# Gauging Interest: Leather pen case: CLOSED



## GaryMGg (Jul 16, 2007)

*Update: Aug. 10, 2007:
In my last post to this thread, I indicated new samples were requested.
They have arrived and I'll be taking photos tonight plus contacting a member or two
to discuss said samples. To avoid confusion, I'm closing this thread and starting a new one.*

I've struggled to find a high quality leather pen case for an affordable price.

<s>I've obtained pricing from a manufacturer for a pen case like the one pictured</s>:

















The case would be top-grain leather with a magnet in the flap to hold the case closed. The case holds one pen. Two pen cases would also be available. Manufacturing time is 10-14 weeks. Payment would be required up front -- which is the only thing I'm not excited about. However, as it's a custom item for this manufacturer that is their requirement.

They've quoted as follows:
One pen version:
Quantity:  100, Cost:  $8.00 each
Quantity:  200, Cost:  $7.60 each
Quantity:  300, Cost:  $7.36 each
Quantity:  500, Cost:  $7.20 each
Quantity:  1000, Cost:  $6.40 each

Two pen version:
Quantity:  100, Cost:  $12.50
Quantity:  200, Cost:  $11.50
Quantity:  500, Cost:  $11.25
Quantity:  1000, Cost:  $10.00

I'm not looking to make money on this. I've added nothing to their quote and will try to negotiate better terms if there is a real interest.

-----
Here's how I will do this:
I'll leave this GI open for two weeks to see if there's real interest.
If not, OR if someone posts a much better active source, I'll close it.
If there is interest, I'll take orders payable up front, leave it open for a reasonable time and then place the order with this manufacturer.

•••

Short task:
Copy the leather pen case post above word for word, from its title line to the final sentence.

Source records
•••

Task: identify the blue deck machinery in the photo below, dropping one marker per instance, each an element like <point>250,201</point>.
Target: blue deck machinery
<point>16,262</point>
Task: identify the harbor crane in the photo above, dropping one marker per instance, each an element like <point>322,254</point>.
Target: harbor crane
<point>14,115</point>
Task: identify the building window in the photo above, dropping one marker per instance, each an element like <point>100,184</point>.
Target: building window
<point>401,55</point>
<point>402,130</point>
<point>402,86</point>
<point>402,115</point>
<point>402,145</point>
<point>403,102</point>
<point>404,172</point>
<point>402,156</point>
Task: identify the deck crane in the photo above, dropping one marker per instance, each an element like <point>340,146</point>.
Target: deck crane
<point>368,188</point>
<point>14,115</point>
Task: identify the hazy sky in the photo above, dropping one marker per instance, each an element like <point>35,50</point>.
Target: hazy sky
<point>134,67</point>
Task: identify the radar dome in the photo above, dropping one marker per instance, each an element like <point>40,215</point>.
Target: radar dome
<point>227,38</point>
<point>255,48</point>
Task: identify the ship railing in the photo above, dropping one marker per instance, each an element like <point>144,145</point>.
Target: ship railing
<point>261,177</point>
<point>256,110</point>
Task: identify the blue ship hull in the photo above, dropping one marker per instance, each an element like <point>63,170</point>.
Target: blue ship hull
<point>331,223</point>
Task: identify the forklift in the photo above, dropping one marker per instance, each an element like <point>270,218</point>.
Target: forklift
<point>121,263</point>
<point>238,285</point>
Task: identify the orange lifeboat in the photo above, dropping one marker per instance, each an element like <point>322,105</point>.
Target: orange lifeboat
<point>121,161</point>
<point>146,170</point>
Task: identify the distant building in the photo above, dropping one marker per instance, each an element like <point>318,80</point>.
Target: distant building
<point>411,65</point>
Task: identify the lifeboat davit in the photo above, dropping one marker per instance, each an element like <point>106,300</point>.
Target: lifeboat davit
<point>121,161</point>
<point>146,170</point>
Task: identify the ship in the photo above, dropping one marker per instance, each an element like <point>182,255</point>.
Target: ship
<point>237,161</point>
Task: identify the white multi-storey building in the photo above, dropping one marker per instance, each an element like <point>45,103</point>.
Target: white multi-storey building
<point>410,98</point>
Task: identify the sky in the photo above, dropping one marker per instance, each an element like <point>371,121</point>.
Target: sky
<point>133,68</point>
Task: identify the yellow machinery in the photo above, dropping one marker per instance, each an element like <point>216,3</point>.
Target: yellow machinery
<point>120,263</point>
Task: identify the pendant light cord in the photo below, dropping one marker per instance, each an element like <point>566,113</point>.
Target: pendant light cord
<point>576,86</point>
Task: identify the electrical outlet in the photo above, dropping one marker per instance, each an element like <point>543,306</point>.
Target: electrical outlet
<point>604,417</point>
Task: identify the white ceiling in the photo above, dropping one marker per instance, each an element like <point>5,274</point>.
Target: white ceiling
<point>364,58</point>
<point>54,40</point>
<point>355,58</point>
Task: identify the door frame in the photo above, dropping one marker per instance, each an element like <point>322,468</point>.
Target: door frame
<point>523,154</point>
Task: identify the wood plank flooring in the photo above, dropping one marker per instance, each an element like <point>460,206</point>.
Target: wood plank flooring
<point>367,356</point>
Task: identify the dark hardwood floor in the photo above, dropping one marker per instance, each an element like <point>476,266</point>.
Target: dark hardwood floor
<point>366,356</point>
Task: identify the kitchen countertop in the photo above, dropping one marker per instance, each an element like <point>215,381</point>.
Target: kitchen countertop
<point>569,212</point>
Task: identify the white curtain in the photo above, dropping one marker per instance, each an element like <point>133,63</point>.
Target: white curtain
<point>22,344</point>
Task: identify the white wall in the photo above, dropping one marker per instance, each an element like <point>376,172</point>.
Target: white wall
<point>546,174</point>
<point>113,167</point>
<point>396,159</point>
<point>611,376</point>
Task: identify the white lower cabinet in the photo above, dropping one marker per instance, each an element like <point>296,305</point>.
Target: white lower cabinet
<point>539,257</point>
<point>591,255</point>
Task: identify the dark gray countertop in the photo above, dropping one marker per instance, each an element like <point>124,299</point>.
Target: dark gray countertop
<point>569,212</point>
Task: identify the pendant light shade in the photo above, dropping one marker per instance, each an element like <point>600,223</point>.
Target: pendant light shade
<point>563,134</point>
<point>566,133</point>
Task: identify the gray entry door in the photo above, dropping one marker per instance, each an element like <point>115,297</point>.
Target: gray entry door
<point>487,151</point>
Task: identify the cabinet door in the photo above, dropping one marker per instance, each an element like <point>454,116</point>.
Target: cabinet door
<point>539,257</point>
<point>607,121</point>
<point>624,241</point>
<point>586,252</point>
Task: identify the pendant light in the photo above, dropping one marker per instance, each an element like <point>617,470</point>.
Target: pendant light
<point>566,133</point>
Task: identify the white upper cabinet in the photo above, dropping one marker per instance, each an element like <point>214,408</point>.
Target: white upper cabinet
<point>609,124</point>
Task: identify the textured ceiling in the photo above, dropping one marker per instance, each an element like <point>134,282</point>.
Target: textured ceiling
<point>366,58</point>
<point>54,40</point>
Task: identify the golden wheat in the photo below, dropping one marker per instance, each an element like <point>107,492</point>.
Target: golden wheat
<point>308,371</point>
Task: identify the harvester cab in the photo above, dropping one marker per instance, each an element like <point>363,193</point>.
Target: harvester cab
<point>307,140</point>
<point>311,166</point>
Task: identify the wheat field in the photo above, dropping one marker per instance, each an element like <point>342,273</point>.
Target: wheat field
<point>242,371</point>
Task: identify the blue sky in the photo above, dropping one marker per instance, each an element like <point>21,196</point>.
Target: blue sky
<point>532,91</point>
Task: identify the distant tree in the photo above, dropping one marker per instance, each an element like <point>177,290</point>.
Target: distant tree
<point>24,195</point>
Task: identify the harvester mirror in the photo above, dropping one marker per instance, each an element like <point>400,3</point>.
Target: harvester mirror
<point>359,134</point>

•••

The solution:
# Gauging Interest: Leather pen case: CLOSED



## GaryMGg (Jul 16, 2007)

*Update: Aug. 10, 2007:
In my last post to this thread, I indicated new samples were requested.
They have arrived and I'll be taking photos tonight plus contacting a member or two
to discuss said samples. To avoid confusion, I'm closing this thread and starting a new one.*

I've struggled to find a high quality leather pen case for an affordable price.

<s>I've obtained pricing from a manufacturer for a pen case like the one pictured</s>:

















The case would be top-grain leather with a magnet in the flap to hold the case closed. The case holds one pen. Two pen cases would also be available. Manufacturing time is 10-14 weeks. Payment would be required up front -- which is the only thing I'm not excited about. However, as it's a custom item for this manufacturer that is their requirement.

They've quoted as follows:
One pen version:
Quantity:  100, Cost:  $8.00 each
Quantity:  200, Cost:  $7.60 each
Quantity:  300, Cost:  $7.36 each
Quantity:  500, Cost:  $7.20 each
Quantity:  1000, Cost:  $6.40 each

Two pen version:
Quantity:  100, Cost:  $12.50
Quantity:  200, Cost:  $11.50
Quantity:  500, Cost:  $11.25
Quantity:  1000, Cost:  $10.00

I'm not looking to make money on this. I've added nothing to their quote and will try to negotiate better terms if there is a real interest.

-----
Here's how I will do this:
I'll leave this GI open for two weeks to see if there's real interest.
If not, OR if someone posts a much better active source, I'll close it.
If there is interest, I'll take orders payable up front, leave it open for a reasonable time and then place the order with this manufacturer.